### Task brief
Restate word for word the entries below, starting at the line with "Box the pale ledge" and ending at the line with "Box the yellow-green". Keep both end lines and omit the pictures.

### Data provided
· · ·
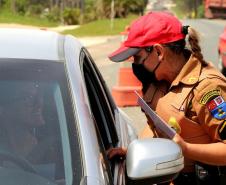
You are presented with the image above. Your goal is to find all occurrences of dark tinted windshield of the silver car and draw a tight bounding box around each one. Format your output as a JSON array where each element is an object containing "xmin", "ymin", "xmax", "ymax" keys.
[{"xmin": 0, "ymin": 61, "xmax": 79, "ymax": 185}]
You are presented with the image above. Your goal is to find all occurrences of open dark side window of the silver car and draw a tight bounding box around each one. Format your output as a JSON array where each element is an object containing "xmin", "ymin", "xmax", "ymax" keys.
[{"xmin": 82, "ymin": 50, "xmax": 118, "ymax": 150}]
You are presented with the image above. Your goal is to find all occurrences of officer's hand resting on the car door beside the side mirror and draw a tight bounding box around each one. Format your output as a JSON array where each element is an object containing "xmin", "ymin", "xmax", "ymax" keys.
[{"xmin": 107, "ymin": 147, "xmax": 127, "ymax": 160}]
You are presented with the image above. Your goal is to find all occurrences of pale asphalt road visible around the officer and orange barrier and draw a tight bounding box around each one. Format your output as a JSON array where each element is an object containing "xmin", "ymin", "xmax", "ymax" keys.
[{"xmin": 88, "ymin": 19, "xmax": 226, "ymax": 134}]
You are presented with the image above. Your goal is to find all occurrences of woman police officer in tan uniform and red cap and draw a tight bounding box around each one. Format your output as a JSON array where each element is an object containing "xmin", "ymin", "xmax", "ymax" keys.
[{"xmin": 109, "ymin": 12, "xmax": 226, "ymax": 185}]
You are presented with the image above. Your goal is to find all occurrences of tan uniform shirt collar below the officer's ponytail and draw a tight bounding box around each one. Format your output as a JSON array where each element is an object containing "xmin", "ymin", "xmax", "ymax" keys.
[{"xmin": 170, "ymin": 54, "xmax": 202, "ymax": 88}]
· · ·
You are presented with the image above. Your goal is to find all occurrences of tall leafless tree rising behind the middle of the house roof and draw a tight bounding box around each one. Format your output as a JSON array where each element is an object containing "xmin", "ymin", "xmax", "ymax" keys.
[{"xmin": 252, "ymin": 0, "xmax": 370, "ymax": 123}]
· · ·
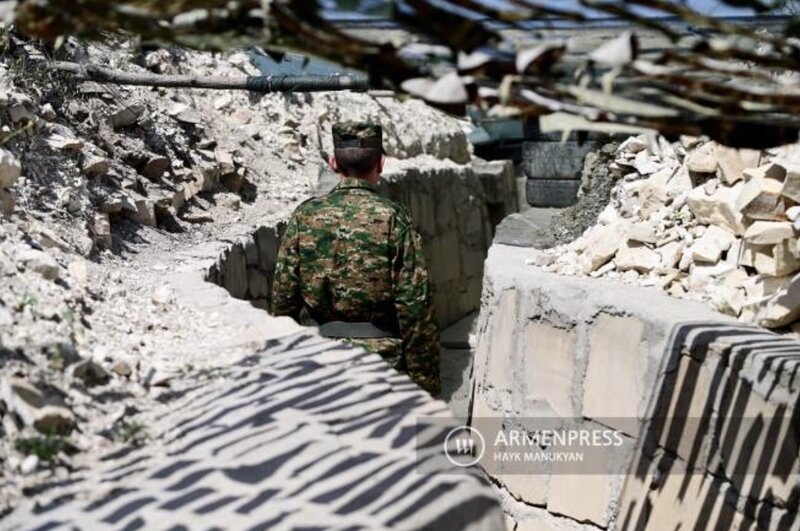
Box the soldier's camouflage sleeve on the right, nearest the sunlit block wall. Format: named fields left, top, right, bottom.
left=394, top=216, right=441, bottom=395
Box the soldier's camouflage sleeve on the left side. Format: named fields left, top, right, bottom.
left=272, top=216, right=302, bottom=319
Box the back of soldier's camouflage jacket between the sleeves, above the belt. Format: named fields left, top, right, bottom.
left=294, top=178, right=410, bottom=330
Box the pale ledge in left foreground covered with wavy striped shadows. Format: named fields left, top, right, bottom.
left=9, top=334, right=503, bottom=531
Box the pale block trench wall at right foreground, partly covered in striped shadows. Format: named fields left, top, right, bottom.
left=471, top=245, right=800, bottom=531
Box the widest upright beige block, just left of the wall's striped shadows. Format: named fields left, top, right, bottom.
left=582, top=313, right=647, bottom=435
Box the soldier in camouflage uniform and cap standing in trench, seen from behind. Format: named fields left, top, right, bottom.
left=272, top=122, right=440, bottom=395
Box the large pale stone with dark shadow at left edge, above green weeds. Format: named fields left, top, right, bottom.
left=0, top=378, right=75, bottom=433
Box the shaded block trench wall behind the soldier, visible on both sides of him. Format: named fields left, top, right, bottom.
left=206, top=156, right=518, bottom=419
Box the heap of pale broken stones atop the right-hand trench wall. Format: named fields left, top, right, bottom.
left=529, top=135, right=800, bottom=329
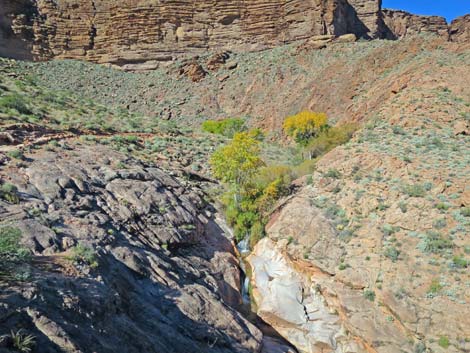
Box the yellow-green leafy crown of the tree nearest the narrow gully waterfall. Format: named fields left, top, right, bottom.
· · ·
### Written answer
Box the pale ledge in left foreground covered with wavy striped shadows. Format: named fields left, top, right, bottom.
left=9, top=334, right=503, bottom=531
Box the pale block trench wall at right foreground, partly covered in striped shadows. Format: named fields left, top, right, bottom.
left=471, top=245, right=800, bottom=531
Box the widest upright beige block, just left of the wall's striped shadows. Format: named fields left, top, right, bottom.
left=582, top=313, right=647, bottom=435
Box the soldier in camouflage uniform and cap standing in trench, seen from behind. Format: named fields left, top, right, bottom.
left=272, top=122, right=440, bottom=395
Box the large pale stone with dark shadow at left edge, above green weeds. Format: named fields left, top, right, bottom.
left=0, top=378, right=75, bottom=433
Box the shaded block trench wall behind the soldier, visible on both sides of him. Format: named fields left, top, right, bottom.
left=206, top=156, right=518, bottom=419
Box the heap of pale broken stones atop the right-hand trench wall. Format: named fields left, top, right, bottom.
left=529, top=135, right=800, bottom=329
Box the yellow-green leafy crown of the tree nearest the narrow gully waterfall. Format: named fields left, top, right, bottom.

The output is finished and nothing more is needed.